Find every line in the records below that contains the word "piling" and copy each one out in full.

========

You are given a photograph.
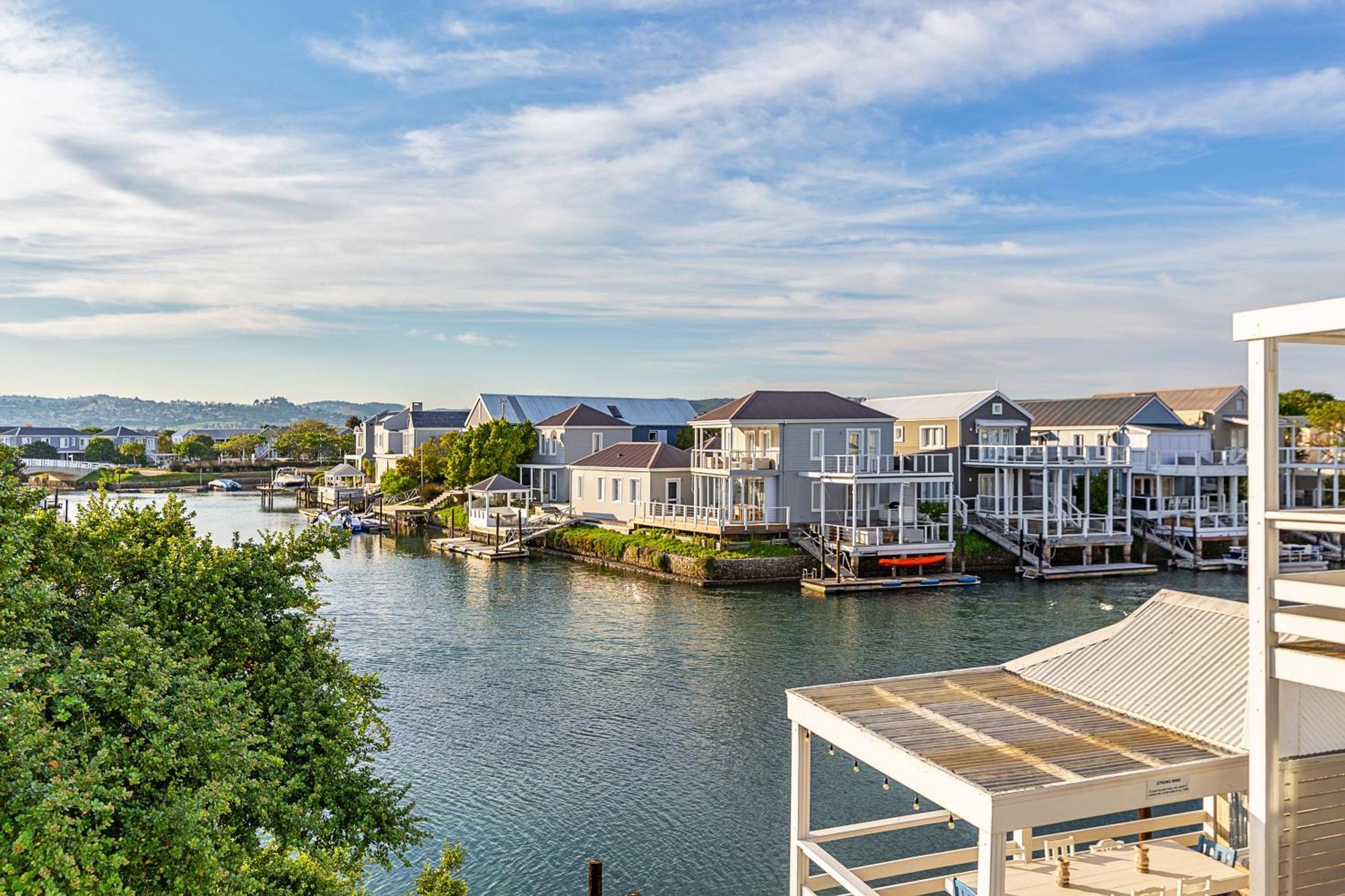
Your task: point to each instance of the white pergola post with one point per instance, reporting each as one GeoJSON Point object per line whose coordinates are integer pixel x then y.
{"type": "Point", "coordinates": [801, 805]}
{"type": "Point", "coordinates": [992, 854]}
{"type": "Point", "coordinates": [1265, 784]}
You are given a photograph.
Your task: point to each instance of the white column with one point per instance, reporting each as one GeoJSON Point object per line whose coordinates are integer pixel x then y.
{"type": "Point", "coordinates": [801, 803]}
{"type": "Point", "coordinates": [1265, 795]}
{"type": "Point", "coordinates": [992, 853]}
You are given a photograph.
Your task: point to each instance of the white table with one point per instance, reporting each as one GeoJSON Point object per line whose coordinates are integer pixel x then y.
{"type": "Point", "coordinates": [1114, 872]}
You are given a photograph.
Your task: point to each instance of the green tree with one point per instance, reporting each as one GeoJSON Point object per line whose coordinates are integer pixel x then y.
{"type": "Point", "coordinates": [40, 451]}
{"type": "Point", "coordinates": [177, 715]}
{"type": "Point", "coordinates": [443, 880]}
{"type": "Point", "coordinates": [134, 454]}
{"type": "Point", "coordinates": [1300, 403]}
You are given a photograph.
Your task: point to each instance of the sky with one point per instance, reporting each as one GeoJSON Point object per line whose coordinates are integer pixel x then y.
{"type": "Point", "coordinates": [424, 201]}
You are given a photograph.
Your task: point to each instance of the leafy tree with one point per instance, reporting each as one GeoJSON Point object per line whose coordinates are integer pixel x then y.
{"type": "Point", "coordinates": [1328, 423]}
{"type": "Point", "coordinates": [177, 715]}
{"type": "Point", "coordinates": [103, 451]}
{"type": "Point", "coordinates": [134, 454]}
{"type": "Point", "coordinates": [197, 448]}
{"type": "Point", "coordinates": [443, 880]}
{"type": "Point", "coordinates": [1300, 403]}
{"type": "Point", "coordinates": [313, 440]}
{"type": "Point", "coordinates": [243, 444]}
{"type": "Point", "coordinates": [40, 451]}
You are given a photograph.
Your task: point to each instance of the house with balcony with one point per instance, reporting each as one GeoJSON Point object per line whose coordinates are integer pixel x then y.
{"type": "Point", "coordinates": [1183, 494]}
{"type": "Point", "coordinates": [650, 419]}
{"type": "Point", "coordinates": [619, 483]}
{"type": "Point", "coordinates": [403, 432]}
{"type": "Point", "coordinates": [568, 436]}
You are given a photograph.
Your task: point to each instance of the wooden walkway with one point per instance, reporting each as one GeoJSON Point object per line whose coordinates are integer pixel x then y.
{"type": "Point", "coordinates": [469, 548]}
{"type": "Point", "coordinates": [902, 583]}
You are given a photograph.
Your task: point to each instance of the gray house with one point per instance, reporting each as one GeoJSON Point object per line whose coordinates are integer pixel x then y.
{"type": "Point", "coordinates": [566, 438]}
{"type": "Point", "coordinates": [650, 419]}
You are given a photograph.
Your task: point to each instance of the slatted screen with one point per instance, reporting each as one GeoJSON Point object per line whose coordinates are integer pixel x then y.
{"type": "Point", "coordinates": [1313, 837]}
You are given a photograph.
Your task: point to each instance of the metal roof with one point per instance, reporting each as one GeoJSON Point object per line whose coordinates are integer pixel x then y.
{"type": "Point", "coordinates": [950, 405]}
{"type": "Point", "coordinates": [582, 415]}
{"type": "Point", "coordinates": [638, 455]}
{"type": "Point", "coordinates": [638, 412]}
{"type": "Point", "coordinates": [1087, 412]}
{"type": "Point", "coordinates": [793, 405]}
{"type": "Point", "coordinates": [1179, 661]}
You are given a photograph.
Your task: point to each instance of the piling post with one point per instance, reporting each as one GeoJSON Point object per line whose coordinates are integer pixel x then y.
{"type": "Point", "coordinates": [595, 877]}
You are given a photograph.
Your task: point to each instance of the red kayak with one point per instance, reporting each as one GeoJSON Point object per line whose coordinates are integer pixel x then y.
{"type": "Point", "coordinates": [910, 561]}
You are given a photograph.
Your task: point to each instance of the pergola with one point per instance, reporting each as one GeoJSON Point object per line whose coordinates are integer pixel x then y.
{"type": "Point", "coordinates": [1001, 752]}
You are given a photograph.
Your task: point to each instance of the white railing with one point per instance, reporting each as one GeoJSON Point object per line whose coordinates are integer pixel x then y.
{"type": "Point", "coordinates": [934, 463]}
{"type": "Point", "coordinates": [1050, 455]}
{"type": "Point", "coordinates": [64, 464]}
{"type": "Point", "coordinates": [736, 459]}
{"type": "Point", "coordinates": [711, 517]}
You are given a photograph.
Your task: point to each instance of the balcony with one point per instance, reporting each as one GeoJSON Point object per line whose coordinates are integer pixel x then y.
{"type": "Point", "coordinates": [736, 459]}
{"type": "Point", "coordinates": [1048, 456]}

========

- Exercise answer
Your task: point to each instance of the piling post with one point per instance, reporting each as one GeoJSON Point object per line whose coordinates are integer pixel x then y.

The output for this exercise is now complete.